• Data for the task:
'''

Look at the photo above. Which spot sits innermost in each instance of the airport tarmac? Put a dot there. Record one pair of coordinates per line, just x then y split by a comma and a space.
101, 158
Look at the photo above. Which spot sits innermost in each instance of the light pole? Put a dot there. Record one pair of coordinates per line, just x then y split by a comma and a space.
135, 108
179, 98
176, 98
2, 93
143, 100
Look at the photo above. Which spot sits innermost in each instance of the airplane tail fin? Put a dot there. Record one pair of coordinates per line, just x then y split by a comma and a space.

'''

• Required action:
Complete, exact output of the records is expected.

• Result for this task:
Look at the photo above. Which spot sits innermost in each instance of the airport tarmac? Put a dot there. Record one pair of coordinates per line, just x then y split by a comma and a space.
101, 158
Look at the photo above. Which spot sits innermost in each instance of the light pole? Put a dot there. Record one pair of coordinates per line, just x then y split by a comma and a space.
135, 108
179, 98
176, 98
2, 93
143, 100
Look at the photo above. Which spot sits innermost in each instance of the airplane tail fin? Put a dot there. Record one pair of coordinates per line, just x then y split by a comma and a space.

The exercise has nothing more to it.